— Stated exercise —
Please find every line in the data below that contains the word "wooden" and copy each of those lines in full. Case counts when matching.

* * * * * * *

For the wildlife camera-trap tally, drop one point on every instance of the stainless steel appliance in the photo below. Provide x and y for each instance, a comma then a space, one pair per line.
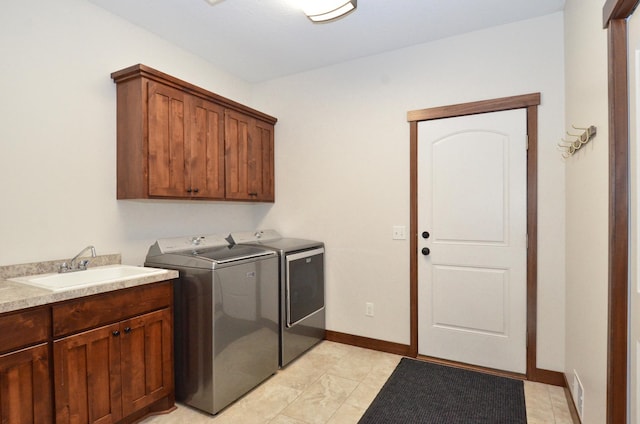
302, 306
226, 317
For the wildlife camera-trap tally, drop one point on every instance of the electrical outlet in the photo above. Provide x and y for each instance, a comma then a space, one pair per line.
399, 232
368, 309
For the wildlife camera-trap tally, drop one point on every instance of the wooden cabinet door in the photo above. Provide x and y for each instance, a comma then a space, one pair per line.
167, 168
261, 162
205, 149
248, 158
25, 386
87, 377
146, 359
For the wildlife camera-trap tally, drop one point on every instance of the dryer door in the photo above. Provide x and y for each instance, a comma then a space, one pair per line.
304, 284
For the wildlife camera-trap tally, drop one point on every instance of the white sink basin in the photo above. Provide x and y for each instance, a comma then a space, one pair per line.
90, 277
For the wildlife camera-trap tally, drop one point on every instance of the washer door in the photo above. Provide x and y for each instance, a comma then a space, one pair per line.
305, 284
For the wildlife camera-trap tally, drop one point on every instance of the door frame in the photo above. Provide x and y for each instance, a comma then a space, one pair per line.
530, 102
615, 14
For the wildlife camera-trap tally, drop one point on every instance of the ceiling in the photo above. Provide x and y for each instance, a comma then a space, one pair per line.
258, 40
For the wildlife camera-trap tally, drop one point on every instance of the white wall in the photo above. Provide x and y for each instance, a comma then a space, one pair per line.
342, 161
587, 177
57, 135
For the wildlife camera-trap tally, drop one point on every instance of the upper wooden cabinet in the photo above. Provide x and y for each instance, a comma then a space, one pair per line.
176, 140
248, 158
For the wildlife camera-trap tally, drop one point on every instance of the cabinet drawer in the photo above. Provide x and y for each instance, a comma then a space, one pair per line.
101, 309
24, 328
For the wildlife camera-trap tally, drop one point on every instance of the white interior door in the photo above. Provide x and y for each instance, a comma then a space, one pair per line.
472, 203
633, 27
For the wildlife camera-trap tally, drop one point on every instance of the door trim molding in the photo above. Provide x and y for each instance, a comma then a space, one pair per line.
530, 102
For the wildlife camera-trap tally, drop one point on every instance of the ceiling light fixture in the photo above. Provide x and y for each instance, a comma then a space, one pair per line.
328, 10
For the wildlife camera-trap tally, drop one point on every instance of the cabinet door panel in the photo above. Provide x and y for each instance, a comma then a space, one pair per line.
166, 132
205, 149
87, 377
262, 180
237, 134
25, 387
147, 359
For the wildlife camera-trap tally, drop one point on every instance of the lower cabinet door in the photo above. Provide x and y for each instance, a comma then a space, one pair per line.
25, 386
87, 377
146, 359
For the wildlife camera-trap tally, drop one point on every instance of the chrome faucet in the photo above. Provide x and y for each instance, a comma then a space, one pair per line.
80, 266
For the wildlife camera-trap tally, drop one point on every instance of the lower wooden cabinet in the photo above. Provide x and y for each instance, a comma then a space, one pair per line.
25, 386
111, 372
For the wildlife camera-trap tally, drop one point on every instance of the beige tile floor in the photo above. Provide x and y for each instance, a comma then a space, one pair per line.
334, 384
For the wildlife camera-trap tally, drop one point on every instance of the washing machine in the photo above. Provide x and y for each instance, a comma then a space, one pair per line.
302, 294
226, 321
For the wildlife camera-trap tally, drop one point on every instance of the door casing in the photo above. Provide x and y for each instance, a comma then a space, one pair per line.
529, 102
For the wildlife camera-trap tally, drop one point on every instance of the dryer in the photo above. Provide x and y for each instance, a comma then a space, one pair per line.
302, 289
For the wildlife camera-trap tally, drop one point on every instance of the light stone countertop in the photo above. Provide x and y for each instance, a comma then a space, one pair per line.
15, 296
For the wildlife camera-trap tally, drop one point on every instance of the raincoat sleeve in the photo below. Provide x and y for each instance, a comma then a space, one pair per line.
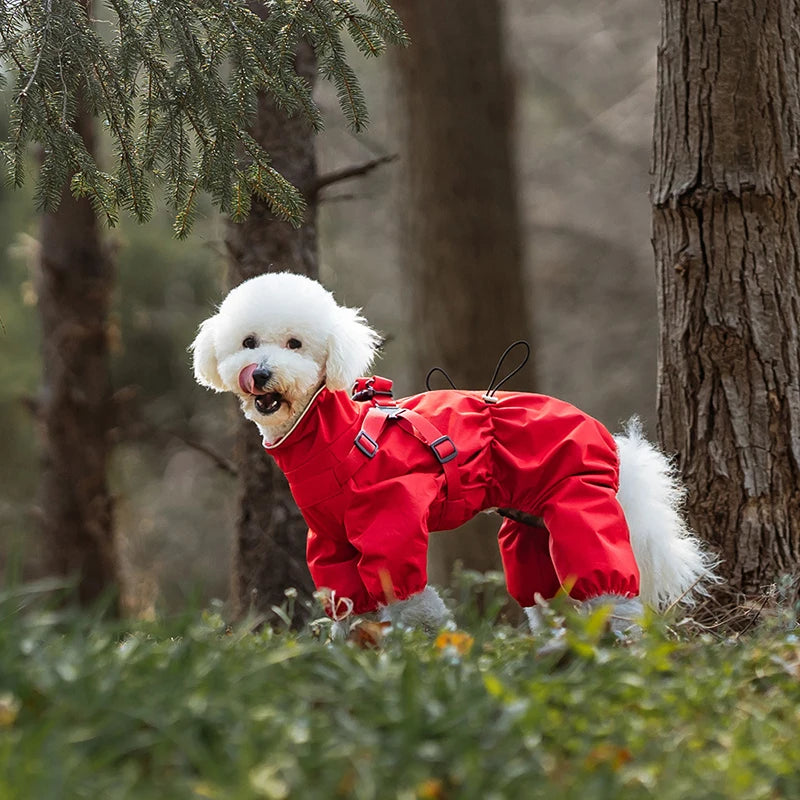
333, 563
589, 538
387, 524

* * * * * * *

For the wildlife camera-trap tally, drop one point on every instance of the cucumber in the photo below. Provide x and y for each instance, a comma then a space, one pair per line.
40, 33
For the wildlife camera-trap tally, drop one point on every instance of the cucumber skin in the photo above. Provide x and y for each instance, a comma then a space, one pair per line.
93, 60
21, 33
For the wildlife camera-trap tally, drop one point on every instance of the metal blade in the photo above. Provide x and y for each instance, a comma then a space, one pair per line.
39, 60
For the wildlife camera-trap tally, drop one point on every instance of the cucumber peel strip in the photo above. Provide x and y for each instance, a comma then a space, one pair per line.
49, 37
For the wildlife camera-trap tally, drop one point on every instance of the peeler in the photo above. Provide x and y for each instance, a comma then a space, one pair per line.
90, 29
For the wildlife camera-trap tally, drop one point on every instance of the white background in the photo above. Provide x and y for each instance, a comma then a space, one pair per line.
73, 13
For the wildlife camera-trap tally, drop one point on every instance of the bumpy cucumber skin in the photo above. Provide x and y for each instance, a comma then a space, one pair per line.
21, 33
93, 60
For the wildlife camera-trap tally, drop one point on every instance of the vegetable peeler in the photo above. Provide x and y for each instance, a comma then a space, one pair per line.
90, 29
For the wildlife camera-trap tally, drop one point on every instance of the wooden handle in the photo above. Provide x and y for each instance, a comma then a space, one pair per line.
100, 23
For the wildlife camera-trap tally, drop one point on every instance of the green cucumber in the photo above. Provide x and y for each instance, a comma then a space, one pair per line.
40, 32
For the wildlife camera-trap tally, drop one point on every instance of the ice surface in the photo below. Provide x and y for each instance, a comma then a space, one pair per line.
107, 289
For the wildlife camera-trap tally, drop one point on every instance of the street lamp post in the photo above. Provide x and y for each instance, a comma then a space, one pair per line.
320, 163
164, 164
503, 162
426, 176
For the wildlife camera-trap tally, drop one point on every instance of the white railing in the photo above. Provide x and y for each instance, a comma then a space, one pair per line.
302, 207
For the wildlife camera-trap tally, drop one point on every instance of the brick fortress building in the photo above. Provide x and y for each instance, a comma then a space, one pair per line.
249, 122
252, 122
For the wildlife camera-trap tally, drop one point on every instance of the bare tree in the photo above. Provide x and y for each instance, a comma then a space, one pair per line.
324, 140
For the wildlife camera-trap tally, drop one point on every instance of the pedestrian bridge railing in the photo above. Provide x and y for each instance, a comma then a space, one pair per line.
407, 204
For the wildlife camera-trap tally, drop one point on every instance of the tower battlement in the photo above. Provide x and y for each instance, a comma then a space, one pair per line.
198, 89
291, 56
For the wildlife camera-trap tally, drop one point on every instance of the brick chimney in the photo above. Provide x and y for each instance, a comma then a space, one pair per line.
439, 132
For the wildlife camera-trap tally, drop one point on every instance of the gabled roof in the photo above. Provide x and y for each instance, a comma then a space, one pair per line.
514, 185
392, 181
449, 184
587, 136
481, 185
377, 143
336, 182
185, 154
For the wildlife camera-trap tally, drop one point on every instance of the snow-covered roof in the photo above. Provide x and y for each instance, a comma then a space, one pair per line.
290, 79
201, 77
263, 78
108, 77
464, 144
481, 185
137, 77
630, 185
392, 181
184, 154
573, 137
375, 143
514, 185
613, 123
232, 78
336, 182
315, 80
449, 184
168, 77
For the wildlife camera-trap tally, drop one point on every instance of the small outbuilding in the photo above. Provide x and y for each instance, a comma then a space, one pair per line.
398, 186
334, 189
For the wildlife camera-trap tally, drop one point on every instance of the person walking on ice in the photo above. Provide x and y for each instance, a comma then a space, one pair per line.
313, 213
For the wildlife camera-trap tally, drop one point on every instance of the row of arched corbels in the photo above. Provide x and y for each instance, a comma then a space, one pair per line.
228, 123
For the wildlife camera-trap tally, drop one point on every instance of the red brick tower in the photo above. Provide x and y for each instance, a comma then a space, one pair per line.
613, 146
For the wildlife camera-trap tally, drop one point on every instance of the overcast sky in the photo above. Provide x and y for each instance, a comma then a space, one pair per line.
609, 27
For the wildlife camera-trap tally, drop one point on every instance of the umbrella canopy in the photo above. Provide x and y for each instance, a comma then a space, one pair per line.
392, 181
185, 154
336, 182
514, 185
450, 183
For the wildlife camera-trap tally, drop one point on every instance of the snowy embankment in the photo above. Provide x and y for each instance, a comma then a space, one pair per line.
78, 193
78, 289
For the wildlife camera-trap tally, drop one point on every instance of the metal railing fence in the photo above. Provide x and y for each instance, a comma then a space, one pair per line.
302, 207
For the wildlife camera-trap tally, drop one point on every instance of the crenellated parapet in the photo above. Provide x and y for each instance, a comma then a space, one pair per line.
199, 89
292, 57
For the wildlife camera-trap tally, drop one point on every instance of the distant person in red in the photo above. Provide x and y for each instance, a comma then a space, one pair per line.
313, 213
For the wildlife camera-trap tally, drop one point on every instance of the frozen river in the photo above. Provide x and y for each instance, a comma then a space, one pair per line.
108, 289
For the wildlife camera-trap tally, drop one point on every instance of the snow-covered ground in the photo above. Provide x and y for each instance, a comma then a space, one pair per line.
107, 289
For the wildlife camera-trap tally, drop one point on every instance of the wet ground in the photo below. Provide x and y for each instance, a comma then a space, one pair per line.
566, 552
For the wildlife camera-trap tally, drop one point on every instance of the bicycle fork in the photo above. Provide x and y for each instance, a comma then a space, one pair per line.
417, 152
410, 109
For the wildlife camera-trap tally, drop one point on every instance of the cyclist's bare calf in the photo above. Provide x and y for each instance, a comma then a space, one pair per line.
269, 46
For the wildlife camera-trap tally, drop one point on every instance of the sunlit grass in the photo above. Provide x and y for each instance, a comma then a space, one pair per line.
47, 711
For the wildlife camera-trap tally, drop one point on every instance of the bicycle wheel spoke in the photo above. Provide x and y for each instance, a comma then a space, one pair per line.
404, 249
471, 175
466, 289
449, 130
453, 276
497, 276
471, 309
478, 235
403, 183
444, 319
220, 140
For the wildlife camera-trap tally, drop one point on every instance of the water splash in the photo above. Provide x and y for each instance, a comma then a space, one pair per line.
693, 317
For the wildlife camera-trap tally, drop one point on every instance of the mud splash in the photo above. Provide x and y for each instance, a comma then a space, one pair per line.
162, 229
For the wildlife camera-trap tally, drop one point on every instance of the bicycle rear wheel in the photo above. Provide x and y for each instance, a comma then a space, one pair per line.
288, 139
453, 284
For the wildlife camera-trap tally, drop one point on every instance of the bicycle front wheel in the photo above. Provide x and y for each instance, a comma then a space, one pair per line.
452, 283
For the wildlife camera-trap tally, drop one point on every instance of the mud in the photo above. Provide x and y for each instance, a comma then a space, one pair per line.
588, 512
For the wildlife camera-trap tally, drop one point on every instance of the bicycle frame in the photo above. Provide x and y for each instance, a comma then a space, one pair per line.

* * * * * * *

— Task answer —
For the wildlife camera-trap tally, drop one point on every instance of the wooden cabinet door in the photo above. Provide x and y for each instance, a comma then a space, one pair per line.
For the wildlife camera-trap tally, drop one point on every instance of the upper wooden cabinet in the photo above. Provide x and y for each instance, a comma then a space, one pair per line.
For the wildlife camera-trap tally, drop one point on every instance of the lower wooden cabinet in the photo above. Provide x and y for each instance, a comma then a space, one pair per line.
For the wildlife camera-trap tally, drop one point on every instance of the wooden handle in the photo above. Provide x and y for each instance, a comma then a space, one pair per line.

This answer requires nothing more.